# [PROBLEM STATEMENT]
Rewrite everything from the line containing "Target: crack in pavement" down through the end of the records as a Markdown table with the columns Row and Line, omitting any blank lines.

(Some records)
>>>>>

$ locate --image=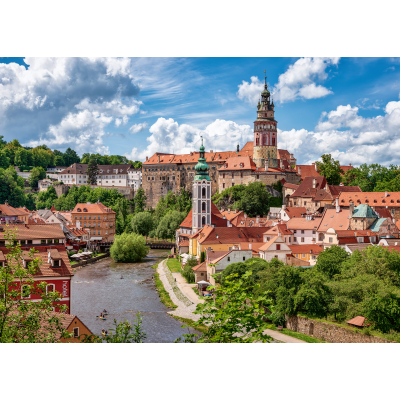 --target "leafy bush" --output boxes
[110,232,150,263]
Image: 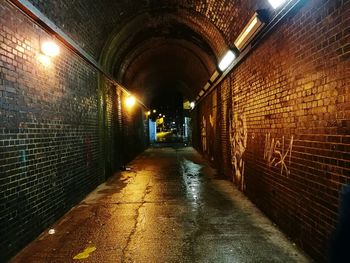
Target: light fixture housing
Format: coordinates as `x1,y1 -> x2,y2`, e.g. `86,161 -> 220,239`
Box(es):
38,54 -> 51,67
203,82 -> 210,91
234,12 -> 265,51
41,41 -> 60,57
209,70 -> 220,83
269,0 -> 287,9
125,95 -> 136,108
219,50 -> 236,71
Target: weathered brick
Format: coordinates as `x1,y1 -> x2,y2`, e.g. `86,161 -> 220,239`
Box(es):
194,0 -> 350,262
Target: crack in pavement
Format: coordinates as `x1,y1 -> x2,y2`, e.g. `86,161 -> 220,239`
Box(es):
121,176 -> 150,262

<<<<<

# [TASK ANSWER]
| Row | Line |
|---|---|
| 1 | Target: crack in pavement |
| 2 | Format: coordinates as `x1,y1 -> x2,y2`, e.g. `86,161 -> 220,239` |
| 3 | Box(es): |
| 4 | 121,176 -> 150,262 |